Instruction -> Pick out every line in the listing below that contains the string "Target", treating uppercase and lowercase letters as different, and copy each of those lines.

Raw data ->
******

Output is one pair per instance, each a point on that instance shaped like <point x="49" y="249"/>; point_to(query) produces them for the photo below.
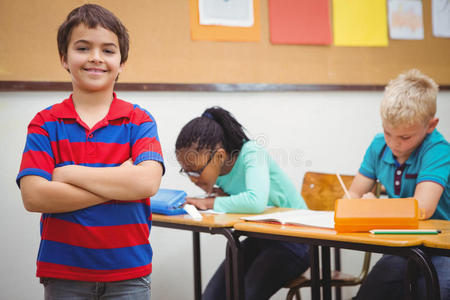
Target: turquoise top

******

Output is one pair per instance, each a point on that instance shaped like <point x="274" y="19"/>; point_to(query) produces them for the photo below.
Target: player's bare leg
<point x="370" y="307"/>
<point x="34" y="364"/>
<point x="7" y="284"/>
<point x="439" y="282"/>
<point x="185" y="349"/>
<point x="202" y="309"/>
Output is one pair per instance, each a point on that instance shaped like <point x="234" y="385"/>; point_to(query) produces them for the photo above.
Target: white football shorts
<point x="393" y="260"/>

******

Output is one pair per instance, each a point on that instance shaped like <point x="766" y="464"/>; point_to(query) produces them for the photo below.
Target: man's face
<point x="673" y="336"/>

******

Written solution ->
Target: turquoise top
Target: player's bare leg
Target: white football shorts
Target: man's face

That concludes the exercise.